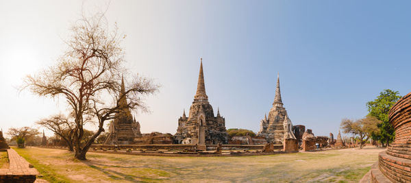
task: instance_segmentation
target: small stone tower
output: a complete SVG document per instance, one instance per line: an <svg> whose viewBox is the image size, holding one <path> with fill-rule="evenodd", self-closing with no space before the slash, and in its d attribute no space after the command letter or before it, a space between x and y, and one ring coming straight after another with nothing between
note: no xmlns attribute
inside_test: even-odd
<svg viewBox="0 0 411 183"><path fill-rule="evenodd" d="M41 146L47 146L47 138L45 135L44 130L43 130L43 136L41 138Z"/></svg>
<svg viewBox="0 0 411 183"><path fill-rule="evenodd" d="M126 106L128 105L125 96L124 78L121 78L119 105L123 108L121 112L116 114L109 127L110 134L104 141L103 144L132 144L136 137L141 136L140 123L133 118L132 112Z"/></svg>
<svg viewBox="0 0 411 183"><path fill-rule="evenodd" d="M10 149L5 141L5 138L3 136L3 130L0 131L0 149Z"/></svg>

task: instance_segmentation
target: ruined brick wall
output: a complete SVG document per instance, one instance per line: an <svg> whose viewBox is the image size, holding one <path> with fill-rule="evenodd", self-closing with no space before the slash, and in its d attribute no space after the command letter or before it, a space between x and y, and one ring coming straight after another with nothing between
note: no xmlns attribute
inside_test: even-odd
<svg viewBox="0 0 411 183"><path fill-rule="evenodd" d="M287 138L284 139L283 150L286 153L298 152L299 140Z"/></svg>
<svg viewBox="0 0 411 183"><path fill-rule="evenodd" d="M394 104L388 117L395 140L379 154L379 169L393 182L411 182L411 93Z"/></svg>
<svg viewBox="0 0 411 183"><path fill-rule="evenodd" d="M303 140L303 150L304 151L314 151L316 148L315 138L307 138Z"/></svg>

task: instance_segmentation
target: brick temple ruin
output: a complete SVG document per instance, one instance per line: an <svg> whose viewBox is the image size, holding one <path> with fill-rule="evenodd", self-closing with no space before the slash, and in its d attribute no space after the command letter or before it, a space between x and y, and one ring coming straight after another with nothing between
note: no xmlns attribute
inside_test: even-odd
<svg viewBox="0 0 411 183"><path fill-rule="evenodd" d="M283 105L279 89L279 75L277 75L273 107L269 112L269 117L265 115L264 119L261 120L260 132L257 134L258 136L265 138L268 143L282 145L284 136L296 139L292 132L292 123Z"/></svg>
<svg viewBox="0 0 411 183"><path fill-rule="evenodd" d="M116 118L110 123L110 134L103 144L133 144L134 138L142 136L140 132L140 123L133 118L130 110L125 108L127 103L123 78L121 78L121 88L119 97L121 97L120 106L123 109L116 114Z"/></svg>
<svg viewBox="0 0 411 183"><path fill-rule="evenodd" d="M378 162L364 178L371 182L411 182L411 93L393 106L388 117L395 140L379 153Z"/></svg>
<svg viewBox="0 0 411 183"><path fill-rule="evenodd" d="M185 111L178 120L177 133L174 135L176 143L210 145L228 143L225 119L219 110L214 117L212 106L206 94L203 59L200 61L200 71L194 101L190 107L188 117Z"/></svg>

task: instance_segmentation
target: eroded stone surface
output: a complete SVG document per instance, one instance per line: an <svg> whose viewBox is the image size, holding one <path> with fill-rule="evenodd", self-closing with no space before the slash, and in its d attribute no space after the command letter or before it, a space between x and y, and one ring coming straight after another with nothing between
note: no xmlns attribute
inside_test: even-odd
<svg viewBox="0 0 411 183"><path fill-rule="evenodd" d="M225 119L220 115L214 117L212 106L206 94L203 61L200 65L197 89L194 101L190 108L188 117L186 112L178 120L177 133L174 135L179 144L227 144L228 134L225 129Z"/></svg>
<svg viewBox="0 0 411 183"><path fill-rule="evenodd" d="M277 88L273 107L264 119L260 121L258 136L263 136L267 142L274 144L283 144L284 136L295 138L292 132L291 120L287 116L287 111L283 106L279 89L279 77L277 78Z"/></svg>
<svg viewBox="0 0 411 183"><path fill-rule="evenodd" d="M121 79L121 88L119 94L120 106L127 106L125 97L124 80ZM124 108L121 112L116 114L116 119L109 127L110 134L104 141L104 144L133 144L134 138L142 136L140 132L140 123L133 118L129 108Z"/></svg>

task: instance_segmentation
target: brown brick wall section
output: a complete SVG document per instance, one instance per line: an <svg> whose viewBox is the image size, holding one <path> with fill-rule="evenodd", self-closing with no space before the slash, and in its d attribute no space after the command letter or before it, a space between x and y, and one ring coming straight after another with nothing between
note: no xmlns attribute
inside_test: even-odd
<svg viewBox="0 0 411 183"><path fill-rule="evenodd" d="M299 140L287 138L284 139L283 150L286 153L298 152Z"/></svg>
<svg viewBox="0 0 411 183"><path fill-rule="evenodd" d="M395 140L379 154L379 169L393 182L411 182L411 93L394 104L388 117Z"/></svg>
<svg viewBox="0 0 411 183"><path fill-rule="evenodd" d="M0 169L0 182L34 182L38 171L12 149L7 149L9 168Z"/></svg>

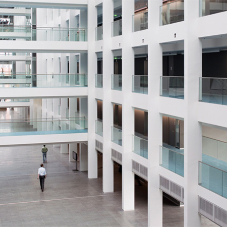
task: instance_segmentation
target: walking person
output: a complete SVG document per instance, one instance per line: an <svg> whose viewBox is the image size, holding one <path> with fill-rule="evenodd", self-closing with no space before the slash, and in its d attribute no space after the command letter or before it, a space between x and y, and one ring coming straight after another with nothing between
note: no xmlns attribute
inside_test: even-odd
<svg viewBox="0 0 227 227"><path fill-rule="evenodd" d="M41 151L43 153L43 163L45 163L47 162L47 151L48 151L48 148L46 147L46 145L43 145Z"/></svg>
<svg viewBox="0 0 227 227"><path fill-rule="evenodd" d="M46 178L46 169L43 167L43 164L40 164L40 168L38 169L38 177L37 179L40 180L40 188L43 192L44 190L44 180Z"/></svg>

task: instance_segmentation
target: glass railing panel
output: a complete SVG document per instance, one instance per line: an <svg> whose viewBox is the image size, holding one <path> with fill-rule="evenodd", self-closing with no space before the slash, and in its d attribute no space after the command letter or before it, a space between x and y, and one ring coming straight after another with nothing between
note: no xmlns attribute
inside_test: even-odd
<svg viewBox="0 0 227 227"><path fill-rule="evenodd" d="M122 91L122 75L112 74L111 89Z"/></svg>
<svg viewBox="0 0 227 227"><path fill-rule="evenodd" d="M85 74L0 74L0 87L87 87Z"/></svg>
<svg viewBox="0 0 227 227"><path fill-rule="evenodd" d="M227 78L199 78L199 101L227 105Z"/></svg>
<svg viewBox="0 0 227 227"><path fill-rule="evenodd" d="M184 176L184 154L160 146L160 166L180 176Z"/></svg>
<svg viewBox="0 0 227 227"><path fill-rule="evenodd" d="M200 0L200 16L207 16L227 10L227 0Z"/></svg>
<svg viewBox="0 0 227 227"><path fill-rule="evenodd" d="M61 115L61 105L58 105L58 115Z"/></svg>
<svg viewBox="0 0 227 227"><path fill-rule="evenodd" d="M95 40L102 40L103 39L103 26L99 26L95 28Z"/></svg>
<svg viewBox="0 0 227 227"><path fill-rule="evenodd" d="M148 29L148 11L136 13L132 16L132 31L142 31Z"/></svg>
<svg viewBox="0 0 227 227"><path fill-rule="evenodd" d="M103 87L103 75L95 74L95 87L102 88Z"/></svg>
<svg viewBox="0 0 227 227"><path fill-rule="evenodd" d="M30 102L30 99L1 99L1 102Z"/></svg>
<svg viewBox="0 0 227 227"><path fill-rule="evenodd" d="M184 20L184 0L164 3L160 7L160 25L172 24Z"/></svg>
<svg viewBox="0 0 227 227"><path fill-rule="evenodd" d="M199 185L227 198L227 172L199 162Z"/></svg>
<svg viewBox="0 0 227 227"><path fill-rule="evenodd" d="M79 111L75 112L75 123L79 125L80 121L78 119L80 119L80 112Z"/></svg>
<svg viewBox="0 0 227 227"><path fill-rule="evenodd" d="M87 41L86 28L58 28L34 26L0 26L0 32L14 33L11 39L32 41ZM0 35L1 36L1 35Z"/></svg>
<svg viewBox="0 0 227 227"><path fill-rule="evenodd" d="M122 19L112 22L112 37L122 35Z"/></svg>
<svg viewBox="0 0 227 227"><path fill-rule="evenodd" d="M66 108L66 118L69 119L69 108Z"/></svg>
<svg viewBox="0 0 227 227"><path fill-rule="evenodd" d="M87 119L78 119L80 125L75 124L74 118L69 119L10 119L0 121L0 136L44 135L86 133Z"/></svg>
<svg viewBox="0 0 227 227"><path fill-rule="evenodd" d="M132 92L148 94L148 76L132 76Z"/></svg>
<svg viewBox="0 0 227 227"><path fill-rule="evenodd" d="M112 126L111 141L122 146L122 129Z"/></svg>
<svg viewBox="0 0 227 227"><path fill-rule="evenodd" d="M161 76L160 96L184 99L184 77Z"/></svg>
<svg viewBox="0 0 227 227"><path fill-rule="evenodd" d="M148 141L138 136L133 137L133 152L148 159Z"/></svg>
<svg viewBox="0 0 227 227"><path fill-rule="evenodd" d="M103 136L103 123L102 120L96 120L95 121L95 133Z"/></svg>

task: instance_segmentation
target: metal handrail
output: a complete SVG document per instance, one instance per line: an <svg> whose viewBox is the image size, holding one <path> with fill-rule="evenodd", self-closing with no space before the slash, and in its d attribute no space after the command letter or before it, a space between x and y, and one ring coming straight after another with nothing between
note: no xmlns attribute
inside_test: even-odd
<svg viewBox="0 0 227 227"><path fill-rule="evenodd" d="M67 28L67 27L36 27L36 25L4 25L4 26L1 26L0 25L0 28L7 28L7 27L15 27L15 28L31 28L31 29L37 29L37 28L57 28L57 29L65 29L65 30L71 30L71 29L74 29L74 30L85 30L87 28Z"/></svg>
<svg viewBox="0 0 227 227"><path fill-rule="evenodd" d="M160 147L164 147L164 146L160 146ZM184 156L184 154L181 154L181 153L179 153L179 152L177 152L177 151L174 151L174 150L172 150L172 149L169 149L168 147L164 147L164 148L166 148L166 149L168 149L168 150L170 150L170 151L173 151L174 153L177 153L177 154L180 154L180 155L182 155L182 156Z"/></svg>
<svg viewBox="0 0 227 227"><path fill-rule="evenodd" d="M199 77L199 78L202 78L202 79L217 79L217 80L227 80L227 78L219 78L219 77Z"/></svg>
<svg viewBox="0 0 227 227"><path fill-rule="evenodd" d="M204 138L208 138L208 139L211 139L211 140L219 141L219 142L222 142L222 143L227 143L227 142L225 142L225 141L216 140L216 139L210 138L210 137L208 137L208 136L203 136L203 137L204 137Z"/></svg>
<svg viewBox="0 0 227 227"><path fill-rule="evenodd" d="M53 75L87 75L87 74L85 74L85 73L36 73L36 74L32 74L32 73L29 73L29 74L27 74L27 73L24 73L24 74L17 74L17 73L12 73L12 74L5 74L5 73L0 73L0 76L1 75L4 75L4 76L12 76L12 75L18 75L18 76L20 76L20 75L22 75L22 76L36 76L36 75L45 75L45 76L48 76L48 75L50 75L50 76L53 76Z"/></svg>
<svg viewBox="0 0 227 227"><path fill-rule="evenodd" d="M174 2L184 2L184 0L172 0L172 1L168 1L168 2L163 2L163 4L161 5L161 7L163 6L163 5L168 5L168 4L171 4L171 3L174 3Z"/></svg>
<svg viewBox="0 0 227 227"><path fill-rule="evenodd" d="M205 163L205 162L201 162L201 161L199 161L199 163L202 163L202 164L204 164L204 165L210 166L210 167L212 167L212 168L214 168L214 169L217 169L217 170L220 170L220 171L222 171L222 172L227 173L225 170L222 170L222 169L216 168L216 167L211 166L211 165L209 165L209 164L207 164L207 163Z"/></svg>
<svg viewBox="0 0 227 227"><path fill-rule="evenodd" d="M168 77L173 77L173 78L184 78L184 76L160 76L160 77L165 77L165 78L166 78L166 77L167 77L167 78L168 78Z"/></svg>
<svg viewBox="0 0 227 227"><path fill-rule="evenodd" d="M144 138L142 138L142 137L140 137L140 136L136 136L136 135L134 135L134 134L133 134L132 136L137 137L137 138L139 138L139 139L141 139L141 140L144 140L144 141L147 141L147 142L148 142L147 139L144 139Z"/></svg>

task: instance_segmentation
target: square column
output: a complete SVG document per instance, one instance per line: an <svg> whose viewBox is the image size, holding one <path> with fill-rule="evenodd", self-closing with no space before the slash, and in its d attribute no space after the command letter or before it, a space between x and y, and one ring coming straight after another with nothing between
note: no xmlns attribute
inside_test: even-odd
<svg viewBox="0 0 227 227"><path fill-rule="evenodd" d="M96 110L95 93L95 72L96 72L96 53L95 53L95 27L96 27L96 8L95 1L88 0L88 178L98 177L98 159L95 150L95 119Z"/></svg>
<svg viewBox="0 0 227 227"><path fill-rule="evenodd" d="M77 143L70 143L69 144L69 162L76 162L73 159L73 151L77 151Z"/></svg>
<svg viewBox="0 0 227 227"><path fill-rule="evenodd" d="M134 50L130 43L133 14L134 1L122 0L122 209L124 211L135 208L135 182L131 159L134 134L134 109L132 108Z"/></svg>
<svg viewBox="0 0 227 227"><path fill-rule="evenodd" d="M68 99L67 98L62 98L61 99L61 119L66 119L66 108L68 106ZM66 122L63 121L61 122L61 129L65 130L66 129ZM60 153L69 153L68 151L68 144L61 144L61 149Z"/></svg>
<svg viewBox="0 0 227 227"><path fill-rule="evenodd" d="M185 128L184 128L184 226L201 226L198 214L198 161L202 159L202 127L197 120L199 77L202 76L202 43L197 34L199 4L185 0Z"/></svg>
<svg viewBox="0 0 227 227"><path fill-rule="evenodd" d="M103 96L103 192L114 191L114 169L111 159L113 105L110 93L111 74L113 73L113 53L111 51L112 18L113 1L105 0L103 2L103 94L105 94Z"/></svg>
<svg viewBox="0 0 227 227"><path fill-rule="evenodd" d="M159 8L162 0L148 0L148 226L162 226L162 191L159 189L159 146L162 145L162 116L159 113L162 47L158 40Z"/></svg>

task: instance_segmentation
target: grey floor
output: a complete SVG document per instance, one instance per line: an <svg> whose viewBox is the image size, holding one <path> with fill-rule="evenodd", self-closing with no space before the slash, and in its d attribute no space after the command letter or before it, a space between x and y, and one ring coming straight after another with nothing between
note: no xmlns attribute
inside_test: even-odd
<svg viewBox="0 0 227 227"><path fill-rule="evenodd" d="M13 137L12 137L13 139ZM2 226L147 226L147 185L135 181L135 210L121 209L121 173L114 168L115 192L102 193L99 178L73 172L68 154L48 145L47 179L40 190L37 169L42 162L41 146L0 147L0 227ZM101 158L101 156L100 156ZM182 227L184 208L167 200L163 204L163 226ZM202 226L214 227L202 218ZM154 226L155 227L155 226Z"/></svg>
<svg viewBox="0 0 227 227"><path fill-rule="evenodd" d="M147 226L147 186L135 185L135 210L121 209L121 174L115 166L115 192L102 193L99 178L72 172L74 163L48 145L47 179L41 192L37 169L40 146L0 148L0 226ZM165 227L183 226L184 208L164 200ZM202 219L203 226L215 226ZM210 225L211 224L211 225Z"/></svg>

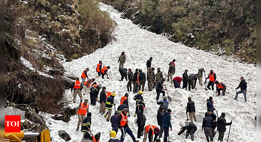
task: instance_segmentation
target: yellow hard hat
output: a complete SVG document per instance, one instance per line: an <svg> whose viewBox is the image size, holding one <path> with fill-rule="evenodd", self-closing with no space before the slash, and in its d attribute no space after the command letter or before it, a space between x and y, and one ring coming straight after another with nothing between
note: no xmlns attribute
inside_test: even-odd
<svg viewBox="0 0 261 142"><path fill-rule="evenodd" d="M116 96L116 93L115 93L115 92L113 92L111 93L111 95L112 96Z"/></svg>
<svg viewBox="0 0 261 142"><path fill-rule="evenodd" d="M138 94L143 94L143 92L142 91L141 91L141 90L140 91L139 91L139 92L138 92Z"/></svg>
<svg viewBox="0 0 261 142"><path fill-rule="evenodd" d="M113 130L110 133L110 137L111 138L115 138L117 136L117 134L116 132Z"/></svg>

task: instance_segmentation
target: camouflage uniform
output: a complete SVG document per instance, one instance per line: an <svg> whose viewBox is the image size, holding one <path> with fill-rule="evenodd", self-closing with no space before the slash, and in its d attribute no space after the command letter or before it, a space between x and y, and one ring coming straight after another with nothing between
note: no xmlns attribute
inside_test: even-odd
<svg viewBox="0 0 261 142"><path fill-rule="evenodd" d="M148 81L148 88L149 91L152 91L153 87L153 82L155 81L154 75L151 68L149 68L147 73L147 81Z"/></svg>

* * *

Can you copy out everything in the entries from the very beginning down to and including the line containing "140L303 150L304 151L314", leaving out the pictures?

task: instance_segmentation
target: small stone tower
output: a complete SVG document per instance, one instance per line: an <svg> whose viewBox is the image size, holding one <path> with fill-rule="evenodd", self-closing with no space before the slash, and in its d attribute no space after the command letter or before it, a space between x and y, and one ring coming straight after another with nothing between
note: no xmlns attribute
inside_test: even-odd
<svg viewBox="0 0 411 183"><path fill-rule="evenodd" d="M41 146L47 146L47 138L45 135L44 130L43 130L43 136L41 138Z"/></svg>
<svg viewBox="0 0 411 183"><path fill-rule="evenodd" d="M126 106L128 105L125 96L124 78L121 78L119 105L123 108L121 112L116 114L109 127L110 134L104 141L103 144L132 144L136 137L141 136L140 123L133 118L132 112Z"/></svg>
<svg viewBox="0 0 411 183"><path fill-rule="evenodd" d="M10 149L5 141L5 138L3 136L3 130L0 131L0 149Z"/></svg>

task: instance_segmentation
target: ruined brick wall
output: a complete SVG document per instance, one instance per line: an <svg> whose viewBox is the image size, holding one <path> with fill-rule="evenodd", self-closing with no space before the slash, and in its d attribute no space after the command letter or before it, a space between x and y, and one ring coming straight after another with nothing between
note: no xmlns attribute
inside_test: even-odd
<svg viewBox="0 0 411 183"><path fill-rule="evenodd" d="M287 138L284 139L283 150L286 153L298 152L299 140Z"/></svg>
<svg viewBox="0 0 411 183"><path fill-rule="evenodd" d="M394 104L388 117L395 140L379 154L379 169L393 182L411 182L411 93Z"/></svg>
<svg viewBox="0 0 411 183"><path fill-rule="evenodd" d="M303 140L303 150L304 151L314 151L316 148L315 138L307 138Z"/></svg>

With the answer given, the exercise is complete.